> **Excerpted passage**:
By Sasha Rogelberg
When Arno Mayer joined the Army in 1944 after fleeing France from Nazi clutches, he expected to exact revenge on the regime later responsible for the genocide of his Jewish family.
Riding on a bus with other trepidation-filled young Jewish soldiers, Mayer braced himself to arrive at an airfield, to be shipped to Europe to fight battles against the Nazis in the waning war.
Instead, Mayer, with a select group of other German-speaking soldiers, were taken to a place their superiors called “nothing”: a place hidden from sight and from the world.
“Nothing” was really a clearing in the woods, a military base masquerading as a summer camp, complete with a swimming pool and ping-pong table. It was known as PO Box 1142.
Shortly after the arrival of Mayer and his peers, a group of German officers, many with Nazi affiliations and including the ranks of rocket scientist Wernher von Braun, arrived as prisoners of war. The soldiers were instructed first to interrogate, but then to simply keep the Third Reich soldiers happy; they would serve an important role in the World War II victory.

(Region annotation entries)
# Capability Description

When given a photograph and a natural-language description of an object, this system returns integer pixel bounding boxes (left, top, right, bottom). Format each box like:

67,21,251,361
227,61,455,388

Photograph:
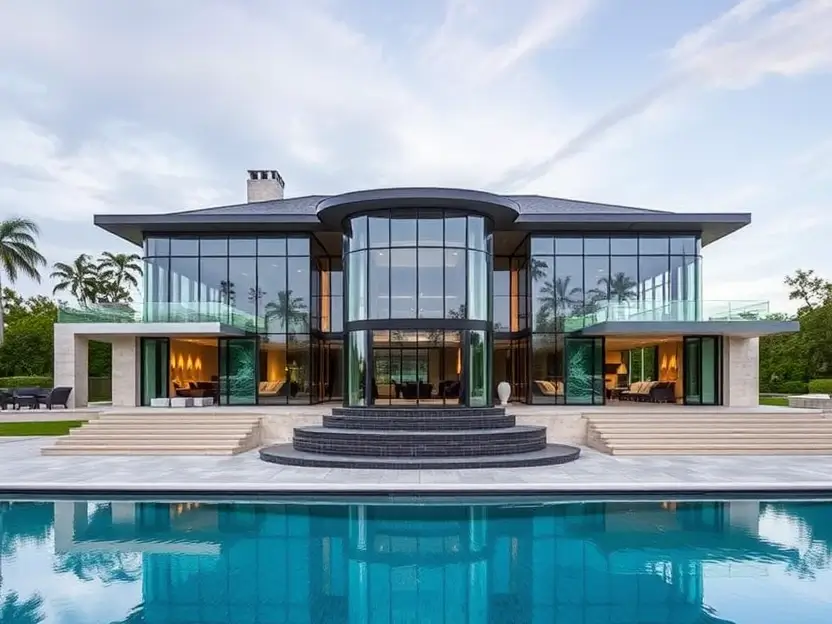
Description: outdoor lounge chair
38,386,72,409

* * *

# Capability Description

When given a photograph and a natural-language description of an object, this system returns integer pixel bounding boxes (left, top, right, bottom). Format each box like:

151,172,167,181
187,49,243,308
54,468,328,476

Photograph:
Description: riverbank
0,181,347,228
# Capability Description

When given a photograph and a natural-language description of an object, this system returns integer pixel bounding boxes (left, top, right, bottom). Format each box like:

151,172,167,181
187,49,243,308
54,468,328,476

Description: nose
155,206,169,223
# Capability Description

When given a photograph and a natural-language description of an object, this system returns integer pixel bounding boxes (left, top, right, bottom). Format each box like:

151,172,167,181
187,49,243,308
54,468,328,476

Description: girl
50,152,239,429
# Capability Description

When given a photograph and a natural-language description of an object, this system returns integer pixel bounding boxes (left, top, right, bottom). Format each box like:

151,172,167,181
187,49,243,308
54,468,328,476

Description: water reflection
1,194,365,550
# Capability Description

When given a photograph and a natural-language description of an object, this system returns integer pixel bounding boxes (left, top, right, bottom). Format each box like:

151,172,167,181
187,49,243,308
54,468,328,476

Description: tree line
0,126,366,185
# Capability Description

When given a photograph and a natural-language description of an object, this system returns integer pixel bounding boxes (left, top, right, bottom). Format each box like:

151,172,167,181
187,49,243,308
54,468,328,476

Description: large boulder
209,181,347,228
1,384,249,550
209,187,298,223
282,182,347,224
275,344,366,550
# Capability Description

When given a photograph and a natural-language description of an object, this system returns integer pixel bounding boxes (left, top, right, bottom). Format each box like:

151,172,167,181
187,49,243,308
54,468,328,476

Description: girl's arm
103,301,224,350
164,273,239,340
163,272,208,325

> **What the exercise asks**:
Rewrite the passage about PO Box 1142 starting with "Riding on a" and going on through "the waning war.", substituting "train" for "bus".

> **Output for this task**:
Riding on a train with other trepidation-filled young Jewish soldiers, Mayer braced himself to arrive at an airfield, to be shipped to Europe to fight battles against the Nazis in the waning war.